======== TEXTO FORNECIDO ========
Significa que este fundo receberá, fundamentalmente, investimento público, que o investimento público virá de receitas gerais do Estado, mas trabalhamos para identificação de outras fontes de financiamento público e privado, desde logo a título de mecenato.
Não quer avançar nada mais concreto?
De momento prefiro não avançar mais detalhes.
Falemos então da Lotaria do Património? De que se trata?
É um instrumento que vamos criar, cujas receitas vão reverter para este fundo de reabilitação, mas também se destina a trabalhar com empresas — já lá chegaremos — para que haja também mecenato privado. De modo a que esse instrumento para reabilitação do património, além do financiamento público, tenha privado e com isto consiga algo muito importante, que eu antecipo já: o envolvimento de empresas e cidadãos na missão de reabilitação do património e não apenas para diversificar fontes de financiamento… mas porque temos que ser embaixadores das nossas coisas, temos que ser os primeiros a participar nessa reabilitação e na sua preservação. Se as novas gerações perceberem a importância da preservação, teremos muito melhores condições de sustentabilidade do investimento que fizermos agora. É esse o objetivo. Virado para o futuro como há pouco referi.
Estará isso suficientemente destacado no programa da Cultura? Se se diluir entre chavetas e percentagens ou só mobilizar “especialistas” pode perder-se o efeito e a eficácia, ou não?
Mas está destacado, está! Será mesmo um dos focos centrais da Presidência Portuguesa da União Europeia, em 2021. Da sua programação e dos seus objetivos políticos na área da cultura da Presidência mas será também um dos focos centrais do trabalho com empresas. Para justamente destacar a importância do investimento no património. Se reparar, já temos hoje muitas empresas parceiras e mecenas de atividades importantes na reabilitação, há muitas entidades já com essa missão. Temos que pegar nesses bons exemplos e alargar essa rede.
========
» **TAREFAS A RESOLVER**
[a] Reproduza integralmente o texto fornecido, sem alterar uma única palavra.
[b] Selecione e copie todas as linhas das entradas que contêm a palavra "sneaker".
======== AS ENTRADAS ========
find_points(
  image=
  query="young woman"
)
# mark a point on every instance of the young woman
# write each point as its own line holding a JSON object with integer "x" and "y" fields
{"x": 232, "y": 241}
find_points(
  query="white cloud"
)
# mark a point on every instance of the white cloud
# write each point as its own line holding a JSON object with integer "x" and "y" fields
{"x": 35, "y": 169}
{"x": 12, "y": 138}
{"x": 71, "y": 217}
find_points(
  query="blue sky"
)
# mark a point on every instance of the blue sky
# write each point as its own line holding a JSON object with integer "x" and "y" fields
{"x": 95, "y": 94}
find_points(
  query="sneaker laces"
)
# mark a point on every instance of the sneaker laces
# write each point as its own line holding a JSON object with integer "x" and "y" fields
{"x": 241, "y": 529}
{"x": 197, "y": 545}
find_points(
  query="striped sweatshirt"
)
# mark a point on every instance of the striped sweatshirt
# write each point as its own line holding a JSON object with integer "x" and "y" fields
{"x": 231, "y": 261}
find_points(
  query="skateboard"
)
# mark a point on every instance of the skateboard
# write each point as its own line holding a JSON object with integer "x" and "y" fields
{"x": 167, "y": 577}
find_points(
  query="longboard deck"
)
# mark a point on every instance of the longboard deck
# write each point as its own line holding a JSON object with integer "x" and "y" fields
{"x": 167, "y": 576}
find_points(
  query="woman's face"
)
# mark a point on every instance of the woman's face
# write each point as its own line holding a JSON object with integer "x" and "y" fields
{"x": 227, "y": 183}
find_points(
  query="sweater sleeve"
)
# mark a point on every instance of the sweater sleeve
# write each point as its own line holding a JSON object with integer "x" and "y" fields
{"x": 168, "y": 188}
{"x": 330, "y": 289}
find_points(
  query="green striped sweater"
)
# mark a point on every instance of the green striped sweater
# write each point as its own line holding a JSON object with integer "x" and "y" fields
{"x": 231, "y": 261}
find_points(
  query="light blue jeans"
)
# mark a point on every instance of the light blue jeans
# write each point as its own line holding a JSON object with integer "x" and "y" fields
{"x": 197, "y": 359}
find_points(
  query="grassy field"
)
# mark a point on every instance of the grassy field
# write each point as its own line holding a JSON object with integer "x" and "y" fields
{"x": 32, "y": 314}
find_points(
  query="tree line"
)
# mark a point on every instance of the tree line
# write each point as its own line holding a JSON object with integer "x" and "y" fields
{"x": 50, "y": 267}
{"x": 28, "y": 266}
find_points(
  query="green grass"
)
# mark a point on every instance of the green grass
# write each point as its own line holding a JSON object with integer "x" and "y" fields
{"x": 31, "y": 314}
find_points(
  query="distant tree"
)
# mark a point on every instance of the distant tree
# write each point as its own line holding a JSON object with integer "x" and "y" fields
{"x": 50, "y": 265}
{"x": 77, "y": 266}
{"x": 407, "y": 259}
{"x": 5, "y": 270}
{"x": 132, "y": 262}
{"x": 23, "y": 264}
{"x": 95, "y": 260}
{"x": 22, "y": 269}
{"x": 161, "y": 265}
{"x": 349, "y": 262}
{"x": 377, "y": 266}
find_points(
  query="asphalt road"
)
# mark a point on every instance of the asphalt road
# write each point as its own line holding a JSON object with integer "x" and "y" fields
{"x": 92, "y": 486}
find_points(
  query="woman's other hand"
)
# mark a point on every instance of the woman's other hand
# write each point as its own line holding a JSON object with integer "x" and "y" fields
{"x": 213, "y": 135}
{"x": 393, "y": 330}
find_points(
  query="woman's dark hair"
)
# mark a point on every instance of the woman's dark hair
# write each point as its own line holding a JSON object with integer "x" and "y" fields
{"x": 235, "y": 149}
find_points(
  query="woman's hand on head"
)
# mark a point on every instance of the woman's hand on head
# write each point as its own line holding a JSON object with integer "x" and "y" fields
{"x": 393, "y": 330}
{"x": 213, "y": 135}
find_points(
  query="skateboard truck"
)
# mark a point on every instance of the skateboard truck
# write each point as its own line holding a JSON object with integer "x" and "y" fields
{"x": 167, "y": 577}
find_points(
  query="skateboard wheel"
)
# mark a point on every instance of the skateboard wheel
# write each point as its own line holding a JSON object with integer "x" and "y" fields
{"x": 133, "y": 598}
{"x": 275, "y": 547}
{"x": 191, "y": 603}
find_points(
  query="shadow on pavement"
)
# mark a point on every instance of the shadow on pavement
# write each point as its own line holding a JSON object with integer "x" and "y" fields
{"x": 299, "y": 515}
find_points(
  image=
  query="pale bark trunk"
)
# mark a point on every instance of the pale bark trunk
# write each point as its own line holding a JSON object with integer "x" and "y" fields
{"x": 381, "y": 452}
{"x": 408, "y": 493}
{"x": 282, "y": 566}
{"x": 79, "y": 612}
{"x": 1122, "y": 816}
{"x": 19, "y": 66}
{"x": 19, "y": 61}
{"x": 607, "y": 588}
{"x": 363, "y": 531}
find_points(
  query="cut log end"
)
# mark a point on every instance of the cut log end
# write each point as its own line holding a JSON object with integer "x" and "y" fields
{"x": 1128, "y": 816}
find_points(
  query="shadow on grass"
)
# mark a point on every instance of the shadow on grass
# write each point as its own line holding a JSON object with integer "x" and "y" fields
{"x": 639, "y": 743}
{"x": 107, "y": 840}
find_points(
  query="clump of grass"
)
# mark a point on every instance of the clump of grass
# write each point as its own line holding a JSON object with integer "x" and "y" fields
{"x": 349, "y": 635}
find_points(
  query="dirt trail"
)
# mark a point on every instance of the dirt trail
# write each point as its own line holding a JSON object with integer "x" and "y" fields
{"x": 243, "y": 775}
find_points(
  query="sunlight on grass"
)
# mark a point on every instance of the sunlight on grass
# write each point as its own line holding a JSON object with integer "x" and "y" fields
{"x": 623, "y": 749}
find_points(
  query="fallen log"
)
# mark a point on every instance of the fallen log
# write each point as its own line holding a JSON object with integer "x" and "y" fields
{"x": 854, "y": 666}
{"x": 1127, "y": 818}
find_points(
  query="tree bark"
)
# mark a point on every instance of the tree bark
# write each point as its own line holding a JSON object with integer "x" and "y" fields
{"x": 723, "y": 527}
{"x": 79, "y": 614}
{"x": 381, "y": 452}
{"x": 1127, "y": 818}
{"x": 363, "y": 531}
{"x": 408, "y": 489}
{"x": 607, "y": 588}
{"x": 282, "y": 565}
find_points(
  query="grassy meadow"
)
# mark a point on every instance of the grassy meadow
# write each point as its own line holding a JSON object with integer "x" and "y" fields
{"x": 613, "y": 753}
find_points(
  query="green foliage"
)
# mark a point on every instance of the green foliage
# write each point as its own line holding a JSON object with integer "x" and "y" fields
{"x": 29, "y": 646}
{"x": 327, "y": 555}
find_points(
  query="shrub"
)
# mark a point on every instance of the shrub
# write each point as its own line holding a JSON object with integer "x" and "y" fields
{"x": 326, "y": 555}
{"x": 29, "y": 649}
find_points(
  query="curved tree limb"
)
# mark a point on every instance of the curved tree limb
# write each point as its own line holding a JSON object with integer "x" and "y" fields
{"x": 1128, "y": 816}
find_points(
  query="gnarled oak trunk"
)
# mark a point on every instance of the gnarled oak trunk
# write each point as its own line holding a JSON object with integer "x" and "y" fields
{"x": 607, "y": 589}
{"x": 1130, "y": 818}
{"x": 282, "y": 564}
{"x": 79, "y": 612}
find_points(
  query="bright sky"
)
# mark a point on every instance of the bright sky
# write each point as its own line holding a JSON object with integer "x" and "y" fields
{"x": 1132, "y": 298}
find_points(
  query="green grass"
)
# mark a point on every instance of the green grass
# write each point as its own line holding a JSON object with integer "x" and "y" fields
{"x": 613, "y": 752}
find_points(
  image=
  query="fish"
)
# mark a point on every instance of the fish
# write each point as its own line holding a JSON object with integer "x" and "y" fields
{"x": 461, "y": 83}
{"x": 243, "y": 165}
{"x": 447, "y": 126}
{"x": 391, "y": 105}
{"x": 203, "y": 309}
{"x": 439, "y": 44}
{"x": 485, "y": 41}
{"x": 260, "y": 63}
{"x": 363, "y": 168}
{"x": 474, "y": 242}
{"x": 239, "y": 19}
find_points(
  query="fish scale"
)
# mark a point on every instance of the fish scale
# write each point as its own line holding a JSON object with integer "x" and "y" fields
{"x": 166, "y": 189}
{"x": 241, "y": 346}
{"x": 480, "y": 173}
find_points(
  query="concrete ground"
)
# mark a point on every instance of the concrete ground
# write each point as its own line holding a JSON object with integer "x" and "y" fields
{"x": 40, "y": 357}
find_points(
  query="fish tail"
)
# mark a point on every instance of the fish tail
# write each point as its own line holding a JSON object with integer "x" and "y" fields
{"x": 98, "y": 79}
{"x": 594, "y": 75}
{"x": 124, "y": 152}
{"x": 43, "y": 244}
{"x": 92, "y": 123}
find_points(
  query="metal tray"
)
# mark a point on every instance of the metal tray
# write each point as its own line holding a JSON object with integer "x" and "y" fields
========
» **RESPOSTAS ÀS TAREFAS**
[a]
Significa que este fundo receberá, fundamentalmente, investimento público, que o investimento público virá de receitas gerais do Estado, mas trabalhamos para identificação de outras fontes de financiamento público e privado, desde logo a título de mecenato.
Não quer avançar nada mais concreto?
De momento prefiro não avançar mais detalhes.
Falemos então da Lotaria do Património? De que se trata?
É um instrumento que vamos criar, cujas receitas vão reverter para este fundo de reabilitação, mas também se destina a trabalhar com empresas — já lá chegaremos — para que haja também mecenato privado. De modo a que esse instrumento para reabilitação do património, além do financiamento público, tenha privado e com isto consiga algo muito importante, que eu antecipo já: o envolvimento de empresas e cidadãos na missão de reabilitação do património e não apenas para diversificar fontes de financiamento… mas porque temos que ser embaixadores das nossas coisas, temos que ser os primeiros a participar nessa reabilitação e na sua preservação. Se as novas gerações perceberem a importância da preservação, teremos muito melhores condições de sustentabilidade do investimento que fizermos agora. É esse o objetivo. Virado para o futuro como há pouco referi.
Estará isso suficientemente destacado no programa da Cultura? Se se diluir entre chavetas e percentagens ou só mobilizar “especialistas” pode perder-se o efeito e a eficácia, ou não?
Mas está destacado, está! Será mesmo um dos focos centrais da Presidência Portuguesa da União Europeia, em 2021. Da sua programação e dos seus objetivos políticos na área da cultura da Presidência mas será também um dos focos centrais do trabalho com empresas. Para justamente destacar a importância do investimento no património. Se reparar, já temos hoje muitas empresas parceiras e mecenas de atividades importantes na reabilitação, há muitas entidades já com essa missão. Temos que pegar nesses bons exemplos e alargar essa rede.

[b]
  query="sneaker laces"
# mark a point on every instance of the sneaker laces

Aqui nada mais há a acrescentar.